Provided data:
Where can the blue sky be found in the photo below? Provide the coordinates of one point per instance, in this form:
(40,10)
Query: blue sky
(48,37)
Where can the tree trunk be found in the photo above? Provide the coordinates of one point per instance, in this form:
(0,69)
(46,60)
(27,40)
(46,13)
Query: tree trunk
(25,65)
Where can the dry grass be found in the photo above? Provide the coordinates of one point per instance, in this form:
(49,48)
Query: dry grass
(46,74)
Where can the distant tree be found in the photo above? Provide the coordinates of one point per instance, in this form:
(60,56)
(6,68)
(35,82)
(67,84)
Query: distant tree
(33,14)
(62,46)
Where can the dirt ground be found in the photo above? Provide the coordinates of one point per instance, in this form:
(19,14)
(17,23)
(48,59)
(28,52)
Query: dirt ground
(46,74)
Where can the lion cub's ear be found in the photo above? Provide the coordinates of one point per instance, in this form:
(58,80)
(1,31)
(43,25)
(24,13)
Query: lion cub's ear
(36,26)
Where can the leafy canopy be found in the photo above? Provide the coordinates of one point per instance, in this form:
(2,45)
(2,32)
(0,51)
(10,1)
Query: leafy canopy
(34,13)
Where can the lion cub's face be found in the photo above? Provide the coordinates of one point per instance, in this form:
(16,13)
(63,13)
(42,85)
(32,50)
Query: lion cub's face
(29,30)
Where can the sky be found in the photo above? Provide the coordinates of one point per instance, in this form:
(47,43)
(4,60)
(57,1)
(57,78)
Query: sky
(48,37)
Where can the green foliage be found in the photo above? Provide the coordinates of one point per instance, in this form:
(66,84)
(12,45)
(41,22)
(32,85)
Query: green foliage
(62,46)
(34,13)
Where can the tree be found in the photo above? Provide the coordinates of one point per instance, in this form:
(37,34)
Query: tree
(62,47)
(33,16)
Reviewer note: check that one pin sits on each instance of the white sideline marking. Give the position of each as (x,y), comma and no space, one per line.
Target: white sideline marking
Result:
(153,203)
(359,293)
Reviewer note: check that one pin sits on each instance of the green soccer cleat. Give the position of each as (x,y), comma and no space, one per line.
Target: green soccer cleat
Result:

Work task: The answer must be the full listing, copied exactly.

Written response:
Where can the blue sky be found in the photo below? Provide the coordinates of one point per instance, in this form:
(40,10)
Query: blue sky
(48,37)
Where can the tree trunk be found in the photo above? Provide the coordinates of one point per instance, in this form:
(0,69)
(46,60)
(27,40)
(46,13)
Query: tree trunk
(25,65)
Where can the dry grass be found in the photo above? Provide the coordinates of one point per instance, in this form:
(49,48)
Query: dry grass
(46,74)
Where can the distant tree be found in the photo above? Provide the coordinates of one point per instance, in this form:
(60,56)
(6,68)
(35,82)
(67,84)
Query: distant tree
(33,14)
(62,46)
Where can the dirt ground be found in the photo above? Provide the coordinates of one point per instance, in this form:
(19,14)
(17,23)
(48,59)
(28,52)
Query: dirt ground
(46,74)
Where can the lion cub's ear be found in the photo above? Provide the coordinates of one point per instance, in this form:
(58,80)
(1,31)
(43,25)
(24,13)
Query: lion cub's ear
(36,26)
Where can the leafy canopy be found in the photo above? Provide the coordinates of one point per instance, in this form:
(2,45)
(2,32)
(0,51)
(10,1)
Query: leafy canopy
(34,13)
Where can the lion cub's face be found in the photo above? Provide the coordinates of one point per instance, in this form:
(16,13)
(63,13)
(42,85)
(32,50)
Query: lion cub's face
(29,30)
Where can the sky be found in the photo above? Provide the coordinates of one point per instance, in this form:
(47,43)
(4,60)
(57,1)
(57,78)
Query: sky
(48,37)
Where can the green foliage be found in the photo above? Provide the coordinates of one point per instance, in this form:
(66,84)
(12,45)
(41,22)
(32,85)
Query: green foliage
(62,46)
(34,13)
Where can the tree be found in the photo above? Provide the coordinates of one point per instance, in this form:
(37,34)
Query: tree
(62,47)
(33,16)
Reviewer note: check that one pin sits on each instance of the white sideline marking. Give the position of each as (x,y), comma and no space, one per line.
Target: white sideline marking
Result:
(153,203)
(359,293)
Reviewer note: check that one pin sits on each instance of the green soccer cleat. Give the position of each as (x,y), comma and no space, one per line.
Target: green soccer cleat
Result:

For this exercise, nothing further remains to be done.